Required actions>
- 1) List every person named in the piece titled "One Moment," including its header line.
- 2) Summarize the piece titled "One Moment" in two sentences.
- 3) Write the next part of the piece titled "One Moment," picking up after its final sentence.

Extract>
┄┄┄┄┄┄

Dry Creek Holding Pond, One Moment, 4.24.24, Steve Brown |
I knew when I started writing this book that I would not be able to keep up with the changes in the world. The world moves much too fast these days. None-the-less, I initially intended to weave glimpses of our current shared reality into the narrative by beginning each chapter with one moment somewhere around the world. I had in mind something similar to the Newsreel chapters in the novel 1919 by Jon Dos Pasos. I thought that by combining Marci's and my journey to Cannery Row and back, current news events, and some in between chapters recording my thought processes (like this one), along with an in-depth study of the philosophy of Ed Rickets and John Steinbeck, I might be able to arrive at some semblance of what it means to live in our times, which in so many ways mirror Steinbeck's times. I felt then, and still feel now, that his writing is more relevant now than ever before.
It was an intuitive structure, but one that I felt I could generally keep. To some extent I have. But something changed on Thursday, September 24, 2023. As I sat at my desk and looked out on a single sunflower lit up in my garden by the last warm rays of the day, I became acutely aware that I have never been unhappy when I was fully in a moment. In my teenage and college years I was dissatisfied most of the time but never when I was completely present. All my unhappiness happened in my head. In an instant, I realized one could choose to stay in the moment or one could not-choose, and in the process, unconsciously follow whatever train of thought and emotions rose in the mind, usually triggered by whatever circumstance presented itself at the time. The journey is usually glorious until you have a flat tire.
I also realized that I usually react defensively in response to living. This occurs in two polar-opposite mental states--a place of fear and self-doubt or a place of judgment and self-aggrandization--but that both are equally defensive in protecting some sense of a stable I. The self-doubt keeps me from believing I can change, and the self-aggrandization keeps me from believing I need to change. It seemed to me that the mind left on its own will always goes to a place of defense except when one chooses to intentionally sit in a moment as an objective, transparent observer.

┄┄┄┄┄┄

Material shown>
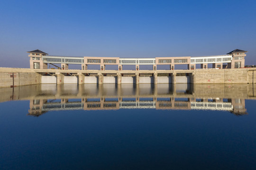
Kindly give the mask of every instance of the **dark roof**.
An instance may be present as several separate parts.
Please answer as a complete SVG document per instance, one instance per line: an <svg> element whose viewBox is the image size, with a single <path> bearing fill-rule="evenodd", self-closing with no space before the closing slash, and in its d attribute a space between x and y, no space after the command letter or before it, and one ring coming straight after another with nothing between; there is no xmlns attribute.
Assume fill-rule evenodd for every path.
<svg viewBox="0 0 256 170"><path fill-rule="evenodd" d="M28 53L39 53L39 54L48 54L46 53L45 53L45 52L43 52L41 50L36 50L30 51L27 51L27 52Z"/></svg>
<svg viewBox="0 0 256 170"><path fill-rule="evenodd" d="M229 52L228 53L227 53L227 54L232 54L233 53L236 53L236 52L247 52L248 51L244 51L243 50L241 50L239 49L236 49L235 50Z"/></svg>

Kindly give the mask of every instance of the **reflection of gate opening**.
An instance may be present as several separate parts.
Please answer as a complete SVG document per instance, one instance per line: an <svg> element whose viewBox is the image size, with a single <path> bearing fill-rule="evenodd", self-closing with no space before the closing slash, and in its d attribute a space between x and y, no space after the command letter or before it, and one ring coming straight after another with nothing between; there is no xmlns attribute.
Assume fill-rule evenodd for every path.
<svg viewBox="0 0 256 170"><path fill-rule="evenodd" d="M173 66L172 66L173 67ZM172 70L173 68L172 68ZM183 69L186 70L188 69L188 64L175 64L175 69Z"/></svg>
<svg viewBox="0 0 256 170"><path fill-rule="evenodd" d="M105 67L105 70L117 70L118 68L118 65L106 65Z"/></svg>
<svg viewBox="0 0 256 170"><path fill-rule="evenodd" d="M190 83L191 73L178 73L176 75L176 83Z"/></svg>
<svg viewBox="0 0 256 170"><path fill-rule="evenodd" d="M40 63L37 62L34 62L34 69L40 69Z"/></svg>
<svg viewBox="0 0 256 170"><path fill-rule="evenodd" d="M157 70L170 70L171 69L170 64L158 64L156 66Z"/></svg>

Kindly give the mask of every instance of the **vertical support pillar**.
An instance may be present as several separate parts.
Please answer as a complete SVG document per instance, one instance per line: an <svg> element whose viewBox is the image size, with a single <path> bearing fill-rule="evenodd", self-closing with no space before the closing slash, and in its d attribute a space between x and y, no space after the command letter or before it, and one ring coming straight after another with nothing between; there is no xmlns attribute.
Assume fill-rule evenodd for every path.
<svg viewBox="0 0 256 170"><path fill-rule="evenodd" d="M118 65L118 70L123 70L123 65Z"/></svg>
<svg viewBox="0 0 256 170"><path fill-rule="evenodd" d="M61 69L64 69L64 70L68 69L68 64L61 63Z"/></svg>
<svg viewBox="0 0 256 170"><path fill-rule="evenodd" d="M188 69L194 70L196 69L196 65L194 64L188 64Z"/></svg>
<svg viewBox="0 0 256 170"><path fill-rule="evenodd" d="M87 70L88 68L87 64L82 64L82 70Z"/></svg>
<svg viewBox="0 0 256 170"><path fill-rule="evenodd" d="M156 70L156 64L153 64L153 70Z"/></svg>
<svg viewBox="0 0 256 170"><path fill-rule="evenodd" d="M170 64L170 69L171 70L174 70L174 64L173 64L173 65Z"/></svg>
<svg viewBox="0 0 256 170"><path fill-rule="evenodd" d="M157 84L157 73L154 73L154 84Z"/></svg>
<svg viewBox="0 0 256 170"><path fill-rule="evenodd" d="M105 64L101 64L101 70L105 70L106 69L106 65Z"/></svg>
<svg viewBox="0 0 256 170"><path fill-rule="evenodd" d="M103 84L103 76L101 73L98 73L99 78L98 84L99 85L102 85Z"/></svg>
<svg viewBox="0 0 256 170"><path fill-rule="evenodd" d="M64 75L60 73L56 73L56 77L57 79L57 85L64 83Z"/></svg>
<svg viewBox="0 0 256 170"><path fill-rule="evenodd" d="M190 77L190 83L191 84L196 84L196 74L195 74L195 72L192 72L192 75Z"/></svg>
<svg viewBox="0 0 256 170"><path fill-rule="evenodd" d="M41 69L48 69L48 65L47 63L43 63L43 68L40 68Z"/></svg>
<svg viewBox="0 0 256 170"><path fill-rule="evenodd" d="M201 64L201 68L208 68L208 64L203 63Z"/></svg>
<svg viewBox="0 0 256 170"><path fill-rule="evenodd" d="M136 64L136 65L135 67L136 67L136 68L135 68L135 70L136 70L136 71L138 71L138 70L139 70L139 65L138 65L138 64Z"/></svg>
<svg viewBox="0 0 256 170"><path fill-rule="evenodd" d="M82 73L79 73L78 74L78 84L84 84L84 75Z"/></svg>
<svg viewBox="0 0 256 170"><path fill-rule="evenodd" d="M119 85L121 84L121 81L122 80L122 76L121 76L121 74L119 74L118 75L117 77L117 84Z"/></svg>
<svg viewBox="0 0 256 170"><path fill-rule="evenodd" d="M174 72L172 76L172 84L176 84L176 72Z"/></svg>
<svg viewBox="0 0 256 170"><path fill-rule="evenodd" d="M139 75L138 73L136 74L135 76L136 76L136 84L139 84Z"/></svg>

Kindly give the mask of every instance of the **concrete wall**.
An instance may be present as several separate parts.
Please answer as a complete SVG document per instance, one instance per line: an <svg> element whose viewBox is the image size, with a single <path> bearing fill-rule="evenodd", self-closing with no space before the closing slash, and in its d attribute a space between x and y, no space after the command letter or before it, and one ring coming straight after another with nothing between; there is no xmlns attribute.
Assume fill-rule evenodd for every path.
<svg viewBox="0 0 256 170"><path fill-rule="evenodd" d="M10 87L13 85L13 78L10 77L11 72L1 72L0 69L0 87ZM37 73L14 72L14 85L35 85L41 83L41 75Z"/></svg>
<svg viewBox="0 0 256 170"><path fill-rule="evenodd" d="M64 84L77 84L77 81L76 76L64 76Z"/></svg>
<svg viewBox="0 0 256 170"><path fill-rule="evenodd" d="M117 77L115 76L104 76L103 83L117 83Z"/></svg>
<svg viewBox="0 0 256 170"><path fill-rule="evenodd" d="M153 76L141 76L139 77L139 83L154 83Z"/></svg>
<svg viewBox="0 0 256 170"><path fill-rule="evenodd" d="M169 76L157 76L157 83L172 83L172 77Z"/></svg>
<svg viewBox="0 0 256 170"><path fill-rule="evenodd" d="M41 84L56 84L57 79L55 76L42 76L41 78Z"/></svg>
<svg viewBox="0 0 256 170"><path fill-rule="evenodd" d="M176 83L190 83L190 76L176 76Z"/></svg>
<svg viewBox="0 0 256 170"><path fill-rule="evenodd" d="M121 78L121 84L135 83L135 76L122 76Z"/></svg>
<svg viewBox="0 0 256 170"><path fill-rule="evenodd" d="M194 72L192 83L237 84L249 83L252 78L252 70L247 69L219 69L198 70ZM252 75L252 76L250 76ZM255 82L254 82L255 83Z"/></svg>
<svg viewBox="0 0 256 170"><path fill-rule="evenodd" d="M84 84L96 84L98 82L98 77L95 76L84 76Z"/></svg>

┄┄┄┄┄┄

Responses by item number>
- 1) Steve Brown, Marci, Jon Dos Pasos, Ed Rickets, John Steinbeck

- 2) The writer planned a book that would open each chapter with one moment from around the world and would combine a journey to Cannery Row and back, current news, reflective chapters, and a study of Ed Rickets and John Steinbeck, whose writing the writer considers more relevant now than ever. While watching a sunflower on September 24, 2023, the writer realized that unhappiness never came when fully present, and that the mind left on its own turns defensive through self-doubt or self-aggrandization unless one chooses to sit in a moment as an objective observer.

- 3)
Of course, I hadn't discovered anything new. Buddhist monks have known and written about this phenomenon for centuries. Meditation is one means to get there. And I'd spent years reading books by Buddhist authors, so it was something I knew about already intellectually, but at that moment, I realized not only had I lived that bliss many times before, but that with practice, I might learn to live some sort of joy always, even in moments of great fear and sorrow. I'm still not sure I personally can accomplish my goal, but at that moment I knew in an instant happiness does not depend on circumstances. It is a choice. It is a choice between sitting fearlessly in the moment, whatever that moment is, and intentionally observing it for what it is, or it is not-choosing that, and by not consciously choosing that, letting your mind take over--which, with the ego in control, always goes to a place that pits you against reality where everything, absolutely everything, is about seeking protection and establishing a position of superiority. It does not, and cannot, lead to happiness. By trying to keep us safe from the tiger outside, the ego has become the tiger inside. Unchecked by reality, it will eat a person from within and drive them to insanity without them knowing it.
Since that moment of realization, the subject of this book has clearly become now, although the vehicle to explore it remains the works of John Steinbeck and Marci's and my journey to Cannery Row in 2022.
And now it is time to stop writing this chapter and do the dishes. They've been stacking up for three days because Friday and Saturday were days to work in the yard and yesterday was a day to go up north to be with family.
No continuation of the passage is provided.